### [QUOTED PASSAGE]
^^^^

# Corner tank aquascape guidance needed



## Andrew Perkins (7 Feb 2014)

Hi i am having a go at aquascaping my Juwel trigon 190 corner tank. I have had fish for 10 years but never had much thought of aquascaping until a month ago i saw some beautiful aquascaped tanks which got me thinking.

At the moment i am hardscaping my tank but its driving me insane. i could do with a second opinion if it even resembles a aquascape. All these golden ratio etc are confusing me a little and with it being a corner tank i think its making it difficult.

 My idea is - tree on the left overhanging a sand path with plants on the right hand side to put it simply.

What do you think to the gravel on the left side? was going to use it to isolate the sand path in the middle.

I might also add a small piece of wood behind the rock on the right hand side, to hang to the left over the path if you know what i mean and add weeping moss to it. 

Please criticizes / opinion

Ignore the floating anubias and java fern i dont know what to do with them for the moment

Sorry about photo quality aswell


----------



## James O (7 Feb 2014)

Looks pretty good already.  I'd use planting to bring it on.

Using the 1st pic as reference:

The Anubias will appreciate some shade so maybe plant one directly next to or even on the base of the 'tree' for max shade. Also jam a load of java fern in there to conceal the tree base.
The other Anubias I'd plant on the rear low branch that ends near the lily, again behind the rock
Some Echinodorus planted in the back corner will provide a screen to soften the tank shape
On that same rear low branch I'd run 2 or 3 clumps of java fern from left to right, up to the part where it drops vertically.
Then I'd add a moss to the longest horizontal branch with some weeping at the end
There's a small branch above the tree that forms a shallow U shape that's dying for some weeping moss.
I'd soften gravel by removing the solid boundary and sprinkling some of it out into the sand then use 1 or 3 small stones placed irregularly to make the boundary.
Maybe a 'fallen' tree that drapes slightly to to the right of the larger front stone on the right ( like you have cascading over the stone round the tree but a bit larger) maybe add some more java to it near the glass like you have already to soften the corner and create perspective.

^^^^

### [DIRECTION 1]
In the forum thread on corner tank aquascaping, what tank is the original poster aquascaping?
The records that come next are unrelated to the forum thread above.

^^^^

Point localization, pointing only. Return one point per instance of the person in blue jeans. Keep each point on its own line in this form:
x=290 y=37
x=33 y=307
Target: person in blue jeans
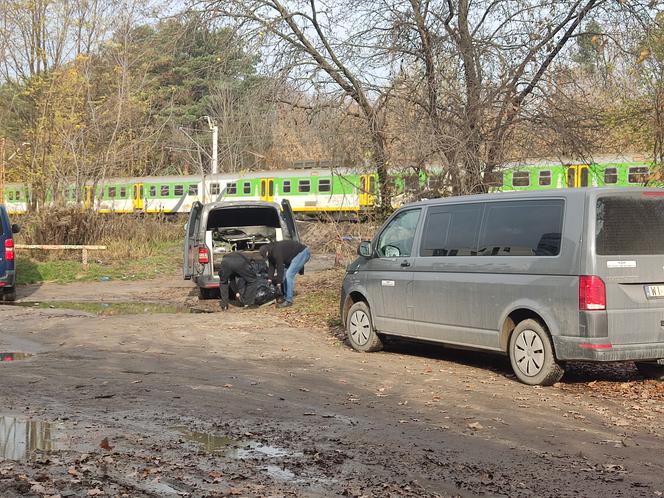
x=286 y=259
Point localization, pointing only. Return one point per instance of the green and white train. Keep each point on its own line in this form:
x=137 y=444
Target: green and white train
x=311 y=191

^^^^

### [DIRECTION 2]
Rewrite the records from their start up to and including the line containing "x=286 y=259", changing "jeans" to "shorts" and leaving everything else as it is. Leave the pictures out of your answer.

### [REPLY 1]
A Juwel trigon 190 corner tank.

### [REPLY 2]
Point localization, pointing only. Return one point per instance of the person in blue shorts. Keep each point on its own line in this form:
x=290 y=37
x=33 y=307
Target: person in blue shorts
x=286 y=259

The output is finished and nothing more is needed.